And it's less about the judging aspect over all, and more about the result of the judging; A partner being a safe haven is them loving and caring for you in spite of all the things others would judge you negatively over. Not acting like they're not there- but accepting them. 

And yes, people have a very bad habit of hiding their flaws. Not excluding myself. But it's definitely healthier to present those things about yourself, as you would the good-- if you don't, you're just putting off the inevitable. They will accept you or they won't. I've been talking to someone for 2 months now and we've already delved into the topic. There's no point in saving serious topics for months to a year or more down the line if you want something possibly long lasting.

Like, "Hey, I can be insecure sometimes and xyz triggers this at times. It's not something I'm proud of, but you deserve to know." It's not hard in theory, but harder to put into practice, I suppose. But I'm doing it because I want something worthwhile. Not a surprise in a year when I realize my negative traits are highly incompatible with my partner, or vice versa.


----------



## SolonsWarning (Jan 2, 2017)

perpetuallyreticent said:


> Like, "Hey, I can be insecure sometimes and xyz triggers this at times. It's not something I'm proud of, but you deserve to know." It's not hard in theory, but harder to put into practice, I suppose. But I'm doing it because I want something worthwhile. Not a surprise in a year when I realize my negative traits are highly incompatible with my partner, or vice versa.

☆ ☆ ☆ ☆

→ Task to complete:
From the forum thread above, extract the passage starting with "And yes, people" and going on through "possibly long lasting.". Copy it word for word.

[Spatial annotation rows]
☆ ☆ ☆ ☆

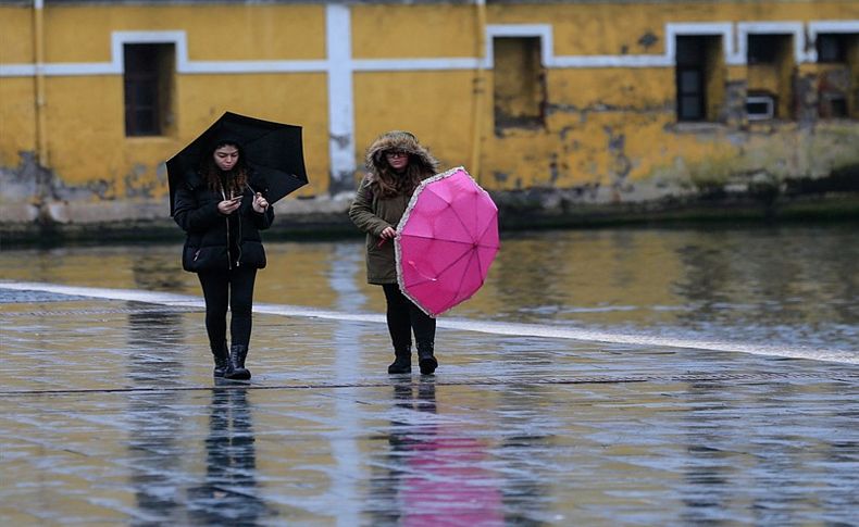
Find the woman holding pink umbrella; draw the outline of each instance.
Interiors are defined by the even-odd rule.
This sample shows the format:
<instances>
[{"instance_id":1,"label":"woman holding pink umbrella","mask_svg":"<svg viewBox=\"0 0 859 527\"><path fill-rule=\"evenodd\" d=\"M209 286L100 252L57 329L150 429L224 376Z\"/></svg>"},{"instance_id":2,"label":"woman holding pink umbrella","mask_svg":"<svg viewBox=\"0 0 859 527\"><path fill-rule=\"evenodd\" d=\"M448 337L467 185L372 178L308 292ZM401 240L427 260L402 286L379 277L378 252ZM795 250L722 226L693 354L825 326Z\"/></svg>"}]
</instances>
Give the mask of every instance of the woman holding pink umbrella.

☆ ☆ ☆ ☆

→ Answer to the problem:
And yes, people have a very bad habit of hiding their flaws. Not excluding myself. But it's definitely healthier to present those things about yourself, as you would the good-- if you don't, you're just putting off the inevitable. They will accept you or they won't. I've been talking to someone for 2 months now and we've already delved into the topic. There's no point in saving serious topics for months to a year or more down the line if you want something possibly long lasting.